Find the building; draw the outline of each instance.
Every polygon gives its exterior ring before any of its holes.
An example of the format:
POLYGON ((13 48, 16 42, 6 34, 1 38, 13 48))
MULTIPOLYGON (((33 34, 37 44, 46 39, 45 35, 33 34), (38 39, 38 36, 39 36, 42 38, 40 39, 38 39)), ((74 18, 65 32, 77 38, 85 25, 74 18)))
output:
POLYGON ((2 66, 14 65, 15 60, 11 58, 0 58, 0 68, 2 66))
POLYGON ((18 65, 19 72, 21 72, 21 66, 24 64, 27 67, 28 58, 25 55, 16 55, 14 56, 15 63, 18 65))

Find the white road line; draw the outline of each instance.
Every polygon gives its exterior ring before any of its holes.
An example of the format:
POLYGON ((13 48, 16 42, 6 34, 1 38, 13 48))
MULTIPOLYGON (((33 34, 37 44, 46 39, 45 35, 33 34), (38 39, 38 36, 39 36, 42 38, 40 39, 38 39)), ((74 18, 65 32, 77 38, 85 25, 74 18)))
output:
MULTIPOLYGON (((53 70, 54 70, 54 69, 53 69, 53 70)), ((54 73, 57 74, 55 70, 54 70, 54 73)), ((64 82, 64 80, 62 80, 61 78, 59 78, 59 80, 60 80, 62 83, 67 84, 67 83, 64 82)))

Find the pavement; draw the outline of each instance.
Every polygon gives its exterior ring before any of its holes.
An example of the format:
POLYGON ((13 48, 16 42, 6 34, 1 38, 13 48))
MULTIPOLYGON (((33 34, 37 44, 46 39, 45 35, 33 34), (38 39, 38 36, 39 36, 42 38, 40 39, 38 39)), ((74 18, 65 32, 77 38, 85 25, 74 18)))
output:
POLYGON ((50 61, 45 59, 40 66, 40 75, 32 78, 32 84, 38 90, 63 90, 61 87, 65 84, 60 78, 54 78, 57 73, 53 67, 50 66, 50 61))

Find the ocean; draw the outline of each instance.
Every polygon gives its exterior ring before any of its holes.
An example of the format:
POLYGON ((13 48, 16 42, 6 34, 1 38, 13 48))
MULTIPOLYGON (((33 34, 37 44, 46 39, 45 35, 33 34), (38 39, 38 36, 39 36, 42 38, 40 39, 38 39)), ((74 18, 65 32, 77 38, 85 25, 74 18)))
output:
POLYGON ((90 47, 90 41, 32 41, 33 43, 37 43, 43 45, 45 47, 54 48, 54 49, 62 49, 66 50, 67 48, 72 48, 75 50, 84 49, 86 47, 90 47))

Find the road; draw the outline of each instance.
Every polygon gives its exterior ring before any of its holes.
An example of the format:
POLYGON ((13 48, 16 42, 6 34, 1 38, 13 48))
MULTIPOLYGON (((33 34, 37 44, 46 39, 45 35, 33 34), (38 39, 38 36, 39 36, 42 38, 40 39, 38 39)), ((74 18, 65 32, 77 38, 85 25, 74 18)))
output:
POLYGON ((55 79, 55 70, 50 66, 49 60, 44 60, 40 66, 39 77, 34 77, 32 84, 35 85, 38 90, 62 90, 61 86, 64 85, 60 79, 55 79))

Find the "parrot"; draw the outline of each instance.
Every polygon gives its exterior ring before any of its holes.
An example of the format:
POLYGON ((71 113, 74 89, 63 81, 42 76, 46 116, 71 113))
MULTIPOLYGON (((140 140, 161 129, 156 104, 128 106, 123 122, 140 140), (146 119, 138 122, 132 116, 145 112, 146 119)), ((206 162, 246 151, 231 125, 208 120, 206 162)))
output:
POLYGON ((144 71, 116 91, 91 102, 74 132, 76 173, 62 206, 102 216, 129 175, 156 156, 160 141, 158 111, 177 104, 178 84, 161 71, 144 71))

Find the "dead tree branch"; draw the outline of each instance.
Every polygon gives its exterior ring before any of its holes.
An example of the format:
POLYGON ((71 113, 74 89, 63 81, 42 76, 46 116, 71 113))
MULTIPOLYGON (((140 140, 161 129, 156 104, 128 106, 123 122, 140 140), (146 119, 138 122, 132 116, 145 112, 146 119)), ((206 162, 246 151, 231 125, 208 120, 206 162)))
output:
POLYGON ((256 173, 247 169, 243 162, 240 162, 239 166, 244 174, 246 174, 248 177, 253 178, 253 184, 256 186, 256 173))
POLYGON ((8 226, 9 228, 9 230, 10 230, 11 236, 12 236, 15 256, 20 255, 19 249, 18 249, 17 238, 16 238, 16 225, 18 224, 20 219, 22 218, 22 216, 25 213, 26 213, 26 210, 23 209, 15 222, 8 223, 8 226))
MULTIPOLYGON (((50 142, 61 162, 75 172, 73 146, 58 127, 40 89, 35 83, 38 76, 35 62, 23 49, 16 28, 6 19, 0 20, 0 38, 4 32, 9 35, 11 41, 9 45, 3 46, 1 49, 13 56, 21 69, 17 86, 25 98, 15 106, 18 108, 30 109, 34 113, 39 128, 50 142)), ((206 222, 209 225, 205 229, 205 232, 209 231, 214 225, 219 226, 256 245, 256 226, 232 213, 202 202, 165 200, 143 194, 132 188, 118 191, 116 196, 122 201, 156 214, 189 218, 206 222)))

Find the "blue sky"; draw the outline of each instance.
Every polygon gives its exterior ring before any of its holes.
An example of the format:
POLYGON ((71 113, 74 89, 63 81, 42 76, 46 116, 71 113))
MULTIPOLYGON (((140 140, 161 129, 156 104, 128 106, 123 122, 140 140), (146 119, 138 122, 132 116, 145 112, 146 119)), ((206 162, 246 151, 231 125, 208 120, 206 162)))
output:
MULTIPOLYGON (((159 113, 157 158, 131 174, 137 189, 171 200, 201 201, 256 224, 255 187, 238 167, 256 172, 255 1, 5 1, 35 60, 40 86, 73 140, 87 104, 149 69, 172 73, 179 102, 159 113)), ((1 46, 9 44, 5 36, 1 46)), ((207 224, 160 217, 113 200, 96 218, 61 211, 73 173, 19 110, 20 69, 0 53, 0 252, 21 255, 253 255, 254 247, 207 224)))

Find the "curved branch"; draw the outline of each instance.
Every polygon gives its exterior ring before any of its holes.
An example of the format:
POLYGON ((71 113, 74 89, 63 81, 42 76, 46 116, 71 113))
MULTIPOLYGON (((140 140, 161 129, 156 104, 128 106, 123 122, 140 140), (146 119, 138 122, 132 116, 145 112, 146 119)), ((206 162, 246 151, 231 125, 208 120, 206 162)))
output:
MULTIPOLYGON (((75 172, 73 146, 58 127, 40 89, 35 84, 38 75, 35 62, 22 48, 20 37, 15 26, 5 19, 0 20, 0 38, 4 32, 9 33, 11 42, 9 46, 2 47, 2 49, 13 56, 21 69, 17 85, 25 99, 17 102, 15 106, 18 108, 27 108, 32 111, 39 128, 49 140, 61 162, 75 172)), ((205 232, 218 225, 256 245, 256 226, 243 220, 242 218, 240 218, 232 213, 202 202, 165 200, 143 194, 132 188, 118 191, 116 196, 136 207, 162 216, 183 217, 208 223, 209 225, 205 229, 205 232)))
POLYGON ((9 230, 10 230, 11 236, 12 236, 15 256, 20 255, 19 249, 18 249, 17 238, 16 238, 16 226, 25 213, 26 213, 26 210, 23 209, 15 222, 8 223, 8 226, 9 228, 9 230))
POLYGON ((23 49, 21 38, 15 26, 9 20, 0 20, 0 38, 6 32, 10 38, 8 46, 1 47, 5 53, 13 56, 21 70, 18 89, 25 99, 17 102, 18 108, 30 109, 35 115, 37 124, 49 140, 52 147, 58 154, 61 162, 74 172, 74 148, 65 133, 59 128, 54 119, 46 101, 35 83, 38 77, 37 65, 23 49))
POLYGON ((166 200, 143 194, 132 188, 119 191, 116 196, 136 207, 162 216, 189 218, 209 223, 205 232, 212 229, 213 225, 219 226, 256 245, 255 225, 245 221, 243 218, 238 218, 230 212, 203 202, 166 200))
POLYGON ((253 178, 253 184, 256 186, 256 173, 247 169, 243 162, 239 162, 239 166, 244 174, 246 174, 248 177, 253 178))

== == ==

■ **Set exercise**:
Set down the lines of the listing verbatim, from the line containing "Find the white" through the line containing "MULTIPOLYGON (((53 70, 54", both included.

■ **Correct response**:
Find the white road line; draw the outline of each instance.
Every polygon gives its exterior ring before any of its holes.
An example of the format:
POLYGON ((13 48, 16 42, 6 34, 1 38, 13 48))
MULTIPOLYGON (((33 34, 37 44, 46 39, 45 35, 33 34), (38 39, 38 36, 39 36, 42 38, 40 39, 38 39)), ((74 18, 65 32, 77 38, 85 25, 74 18)))
output:
MULTIPOLYGON (((53 70, 54 70, 54 69, 53 69, 53 70)), ((54 73, 57 74, 55 70, 54 70, 54 73)), ((64 82, 64 80, 62 80, 61 78, 59 78, 59 80, 60 80, 62 83, 67 84, 67 83, 64 82)))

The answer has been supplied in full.